→ Source extract
----------

So how do we tackle Click Spam deterministically?

Two main tests are carried out on any campaign to identify Click Spam and its impact.

i) Click-Install Time Series

ii) Outlier Publishers

i) Click-Install Time Series Analysis: In this first essential step, the behavior of click to install is analyzed to understand the pattern over some time. The time gap between the click and the install cannot be comprehensive in any genuine traffic source. A user will click a source and then install an app. It cannot be that a user views a campaign and installs it later after a considerable gap.

On the contrary, in bogus traffic sources, the installs will show abnormal plotting, which interprets as users installing apps after an interval once they click a campaign or an advertisement.

Logically, this is never possible. Even if one may argue that the user would have seen the campaign on the go and later decided in spare time about installing the app. Or, a scenario where the user discovers an app while surfing for something and later in the evening decides to install the app discovered during the day.

Yes, all these scenarios are real and can result in abnormal distribution on a time series analysis. But this cannot happen in large volumes. These are unique and isolated behaviors that cannot be generalized to the masses.

ii) Outlier Publishers: Data can tell almost everything. The Click to Time analysis cannot determine between genuine and fake installs. There are other factors to consider before establishing Click Spam sources. For this, it is essential to identify the outlier publishers.

A baseline analysis is done by studying the click rates of different publishers running a campaign. Logically, the app should target similar users showing more or less the same behavior. This means the publishers should also get some behavior on their campaigns. A baseline analysis helps understand the expected genuine clicks/installs on a campaign. Historical data analysis is also helpful in establishing a baseline.

----------

→ Exercise inputs
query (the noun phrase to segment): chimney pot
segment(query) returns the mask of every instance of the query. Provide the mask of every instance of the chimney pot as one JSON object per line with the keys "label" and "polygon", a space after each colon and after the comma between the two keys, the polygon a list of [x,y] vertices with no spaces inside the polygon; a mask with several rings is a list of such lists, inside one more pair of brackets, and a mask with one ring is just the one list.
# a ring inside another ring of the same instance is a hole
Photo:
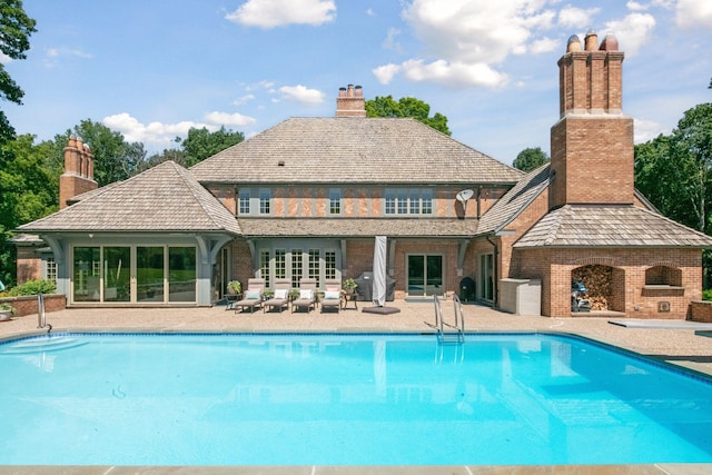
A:
{"label": "chimney pot", "polygon": [[595,51],[599,49],[599,36],[595,31],[589,30],[584,38],[586,51]]}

----------

→ What you will do
- a) According to the click spam text, what two main tests are run on any campaign to identify Click Spam?
- b) Gather every line of the listing that contains the word "another", matching case exactly.

→ Correct answers
- a) Click-Install Time Series and Outlier Publishers.

- b)
# a ring inside another ring of the same instance is a hole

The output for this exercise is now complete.